_Dataset:_
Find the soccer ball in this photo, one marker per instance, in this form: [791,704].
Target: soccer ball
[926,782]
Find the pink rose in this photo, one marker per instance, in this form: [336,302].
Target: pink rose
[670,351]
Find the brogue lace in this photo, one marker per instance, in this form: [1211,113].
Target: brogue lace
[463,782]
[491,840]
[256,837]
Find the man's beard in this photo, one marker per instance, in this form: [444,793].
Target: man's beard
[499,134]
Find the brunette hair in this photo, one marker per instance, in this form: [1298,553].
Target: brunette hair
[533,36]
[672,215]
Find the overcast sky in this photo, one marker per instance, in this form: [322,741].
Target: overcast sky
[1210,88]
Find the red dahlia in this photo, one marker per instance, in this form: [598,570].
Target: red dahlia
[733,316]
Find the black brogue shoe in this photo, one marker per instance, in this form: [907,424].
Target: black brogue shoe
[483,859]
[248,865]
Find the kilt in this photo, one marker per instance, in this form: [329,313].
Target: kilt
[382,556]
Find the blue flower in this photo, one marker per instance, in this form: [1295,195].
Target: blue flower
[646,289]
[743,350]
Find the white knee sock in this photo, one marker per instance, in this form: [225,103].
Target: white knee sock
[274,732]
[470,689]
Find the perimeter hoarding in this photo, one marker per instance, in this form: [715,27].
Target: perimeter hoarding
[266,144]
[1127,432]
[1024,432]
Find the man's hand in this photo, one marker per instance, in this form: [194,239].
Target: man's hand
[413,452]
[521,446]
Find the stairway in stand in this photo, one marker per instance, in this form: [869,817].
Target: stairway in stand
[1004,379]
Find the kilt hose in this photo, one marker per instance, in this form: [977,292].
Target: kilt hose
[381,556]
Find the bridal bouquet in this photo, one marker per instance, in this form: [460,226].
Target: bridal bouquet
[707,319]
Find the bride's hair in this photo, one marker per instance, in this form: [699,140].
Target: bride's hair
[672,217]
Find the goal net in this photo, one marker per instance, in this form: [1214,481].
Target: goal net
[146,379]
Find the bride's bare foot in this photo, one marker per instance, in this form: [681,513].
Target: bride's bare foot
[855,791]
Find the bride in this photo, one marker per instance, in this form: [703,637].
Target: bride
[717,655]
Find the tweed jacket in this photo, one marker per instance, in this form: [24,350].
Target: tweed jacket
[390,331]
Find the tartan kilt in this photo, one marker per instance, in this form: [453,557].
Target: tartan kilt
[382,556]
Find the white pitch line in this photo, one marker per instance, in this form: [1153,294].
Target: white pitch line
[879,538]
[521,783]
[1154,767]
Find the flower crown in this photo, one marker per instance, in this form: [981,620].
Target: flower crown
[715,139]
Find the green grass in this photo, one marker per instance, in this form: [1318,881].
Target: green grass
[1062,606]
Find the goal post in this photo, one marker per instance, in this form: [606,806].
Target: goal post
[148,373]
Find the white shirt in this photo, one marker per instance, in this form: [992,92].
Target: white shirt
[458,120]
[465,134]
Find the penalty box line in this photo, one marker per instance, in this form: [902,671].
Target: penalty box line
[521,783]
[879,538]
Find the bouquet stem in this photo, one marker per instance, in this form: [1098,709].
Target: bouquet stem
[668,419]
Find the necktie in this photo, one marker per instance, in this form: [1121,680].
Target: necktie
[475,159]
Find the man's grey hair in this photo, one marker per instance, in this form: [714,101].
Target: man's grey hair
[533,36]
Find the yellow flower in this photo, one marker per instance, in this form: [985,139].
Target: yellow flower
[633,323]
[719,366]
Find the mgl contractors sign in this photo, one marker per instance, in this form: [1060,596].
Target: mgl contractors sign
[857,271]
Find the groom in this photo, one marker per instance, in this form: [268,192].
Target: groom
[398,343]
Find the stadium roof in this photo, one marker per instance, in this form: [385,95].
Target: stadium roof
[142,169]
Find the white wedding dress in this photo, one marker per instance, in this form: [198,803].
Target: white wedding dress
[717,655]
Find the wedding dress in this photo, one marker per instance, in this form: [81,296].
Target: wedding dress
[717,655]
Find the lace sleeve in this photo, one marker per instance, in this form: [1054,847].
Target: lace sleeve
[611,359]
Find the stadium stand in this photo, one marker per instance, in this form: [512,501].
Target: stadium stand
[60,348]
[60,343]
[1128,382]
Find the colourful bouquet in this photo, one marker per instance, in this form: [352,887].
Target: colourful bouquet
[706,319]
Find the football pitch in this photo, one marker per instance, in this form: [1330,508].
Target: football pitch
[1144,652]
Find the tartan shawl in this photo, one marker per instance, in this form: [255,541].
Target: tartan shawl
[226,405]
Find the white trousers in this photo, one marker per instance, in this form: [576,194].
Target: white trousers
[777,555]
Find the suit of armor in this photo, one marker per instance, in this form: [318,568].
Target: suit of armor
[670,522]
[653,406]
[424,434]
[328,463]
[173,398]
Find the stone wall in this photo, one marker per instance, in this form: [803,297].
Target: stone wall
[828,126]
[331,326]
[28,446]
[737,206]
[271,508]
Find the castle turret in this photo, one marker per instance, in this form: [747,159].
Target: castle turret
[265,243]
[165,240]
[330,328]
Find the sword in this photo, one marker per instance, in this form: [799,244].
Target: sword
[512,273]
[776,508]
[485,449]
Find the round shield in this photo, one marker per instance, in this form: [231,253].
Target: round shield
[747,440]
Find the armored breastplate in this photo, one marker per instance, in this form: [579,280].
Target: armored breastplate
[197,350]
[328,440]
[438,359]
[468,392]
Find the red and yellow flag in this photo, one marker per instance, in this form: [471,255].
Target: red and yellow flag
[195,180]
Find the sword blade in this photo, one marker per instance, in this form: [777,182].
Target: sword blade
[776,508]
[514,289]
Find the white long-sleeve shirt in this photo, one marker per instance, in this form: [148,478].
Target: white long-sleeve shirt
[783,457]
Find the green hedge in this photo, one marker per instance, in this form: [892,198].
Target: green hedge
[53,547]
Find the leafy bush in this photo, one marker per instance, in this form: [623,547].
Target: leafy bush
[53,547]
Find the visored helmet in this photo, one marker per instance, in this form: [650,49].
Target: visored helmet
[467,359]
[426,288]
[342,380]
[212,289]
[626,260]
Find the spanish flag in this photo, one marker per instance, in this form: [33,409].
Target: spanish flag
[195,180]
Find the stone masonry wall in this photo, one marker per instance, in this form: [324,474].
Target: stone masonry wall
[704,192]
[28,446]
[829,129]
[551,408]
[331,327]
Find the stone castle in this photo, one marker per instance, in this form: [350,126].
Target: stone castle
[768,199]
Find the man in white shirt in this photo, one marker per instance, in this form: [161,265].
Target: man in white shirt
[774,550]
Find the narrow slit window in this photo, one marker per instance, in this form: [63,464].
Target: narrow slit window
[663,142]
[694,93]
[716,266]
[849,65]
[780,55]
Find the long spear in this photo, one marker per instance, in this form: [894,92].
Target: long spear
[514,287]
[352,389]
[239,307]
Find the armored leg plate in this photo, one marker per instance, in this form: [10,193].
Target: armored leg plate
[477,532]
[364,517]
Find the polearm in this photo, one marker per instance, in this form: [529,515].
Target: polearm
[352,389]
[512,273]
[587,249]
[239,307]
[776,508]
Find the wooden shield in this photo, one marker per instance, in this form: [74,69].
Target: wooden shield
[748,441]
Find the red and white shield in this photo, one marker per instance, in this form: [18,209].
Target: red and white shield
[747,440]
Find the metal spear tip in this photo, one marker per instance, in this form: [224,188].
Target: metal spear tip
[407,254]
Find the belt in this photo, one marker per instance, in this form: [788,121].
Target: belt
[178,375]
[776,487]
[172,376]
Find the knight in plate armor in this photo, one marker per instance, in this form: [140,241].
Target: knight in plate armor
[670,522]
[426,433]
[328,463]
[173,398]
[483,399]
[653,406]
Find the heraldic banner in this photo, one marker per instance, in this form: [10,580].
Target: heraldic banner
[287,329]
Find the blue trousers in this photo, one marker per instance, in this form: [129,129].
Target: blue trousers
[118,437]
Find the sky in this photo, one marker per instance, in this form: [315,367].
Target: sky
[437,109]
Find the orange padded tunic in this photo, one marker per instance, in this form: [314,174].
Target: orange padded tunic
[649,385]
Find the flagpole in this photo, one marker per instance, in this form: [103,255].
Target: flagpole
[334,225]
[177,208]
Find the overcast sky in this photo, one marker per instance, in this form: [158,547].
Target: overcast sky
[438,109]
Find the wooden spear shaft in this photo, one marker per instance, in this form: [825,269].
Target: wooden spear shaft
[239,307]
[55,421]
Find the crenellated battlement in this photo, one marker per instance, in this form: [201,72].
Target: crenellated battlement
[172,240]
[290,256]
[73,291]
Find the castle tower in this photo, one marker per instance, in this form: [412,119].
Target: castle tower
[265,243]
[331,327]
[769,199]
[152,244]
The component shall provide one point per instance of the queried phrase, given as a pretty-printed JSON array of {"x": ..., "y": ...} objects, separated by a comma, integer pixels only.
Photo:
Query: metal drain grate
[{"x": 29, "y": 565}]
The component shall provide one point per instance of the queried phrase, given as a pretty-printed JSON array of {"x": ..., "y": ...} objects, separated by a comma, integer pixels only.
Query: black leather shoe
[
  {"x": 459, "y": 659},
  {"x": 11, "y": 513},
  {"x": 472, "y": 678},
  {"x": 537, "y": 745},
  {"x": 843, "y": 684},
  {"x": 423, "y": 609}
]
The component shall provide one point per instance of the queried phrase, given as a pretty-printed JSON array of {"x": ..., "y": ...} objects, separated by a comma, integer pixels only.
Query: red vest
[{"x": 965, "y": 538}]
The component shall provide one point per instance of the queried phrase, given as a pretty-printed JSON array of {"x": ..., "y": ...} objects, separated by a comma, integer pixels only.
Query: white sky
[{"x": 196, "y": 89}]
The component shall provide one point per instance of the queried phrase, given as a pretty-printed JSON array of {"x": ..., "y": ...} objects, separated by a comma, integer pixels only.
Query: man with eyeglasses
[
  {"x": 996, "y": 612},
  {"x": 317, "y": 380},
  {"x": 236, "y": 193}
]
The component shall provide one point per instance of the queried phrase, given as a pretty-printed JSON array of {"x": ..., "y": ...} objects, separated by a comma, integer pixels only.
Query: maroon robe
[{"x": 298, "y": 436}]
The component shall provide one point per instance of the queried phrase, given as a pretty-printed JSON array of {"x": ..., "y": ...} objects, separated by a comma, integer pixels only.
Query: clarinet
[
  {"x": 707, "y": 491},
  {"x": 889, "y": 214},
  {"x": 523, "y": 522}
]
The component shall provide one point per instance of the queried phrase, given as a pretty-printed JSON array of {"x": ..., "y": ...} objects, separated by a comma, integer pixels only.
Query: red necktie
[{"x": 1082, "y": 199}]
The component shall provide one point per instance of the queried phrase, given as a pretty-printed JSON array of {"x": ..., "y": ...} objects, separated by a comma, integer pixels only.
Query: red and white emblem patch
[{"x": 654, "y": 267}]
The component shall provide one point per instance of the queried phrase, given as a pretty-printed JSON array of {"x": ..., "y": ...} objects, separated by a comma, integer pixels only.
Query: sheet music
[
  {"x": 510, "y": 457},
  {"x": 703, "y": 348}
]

_Required action:_ Beginning with the line that contains "Query: man with eyeglasses", each line of the records above through the last one must be printed word for word.

_Task response:_
Query: man with eyeglasses
[
  {"x": 996, "y": 612},
  {"x": 317, "y": 380},
  {"x": 236, "y": 193}
]
The component shall provide one point per instance of the queried phrase, given as a pretty-printed JSON array of {"x": ..., "y": ...} objects, separated by a comma, integer pixels only.
Query: maroon robe
[{"x": 298, "y": 436}]
The component shall provide one point per instance of the queried phrase, given as a pretty-printed JSON array of {"x": ..., "y": ...} objects, separated by a comma, integer pixels only.
Query: clarinet
[
  {"x": 707, "y": 491},
  {"x": 889, "y": 214},
  {"x": 523, "y": 522}
]
The component shall provide one point per instance of the queried phrase, given as a pretty-printed JSON array of {"x": ..., "y": ...} objects, separated by a comma, integer pixels only.
Query: red necktie
[{"x": 1082, "y": 199}]
The component shall provide one point per instance of the queried phrase, given as a pretty-printed JSON array of {"x": ..., "y": ...} objects, separated by a comma, integer pixels only.
Query: red and white emblem patch
[{"x": 654, "y": 267}]
The component shall provide one point per instance of the queried phrase, given as a pretty-printed JSON array of {"x": ..., "y": ...} objects, separated by a comma, integer pixels only.
Query: sheet music
[
  {"x": 510, "y": 457},
  {"x": 703, "y": 348}
]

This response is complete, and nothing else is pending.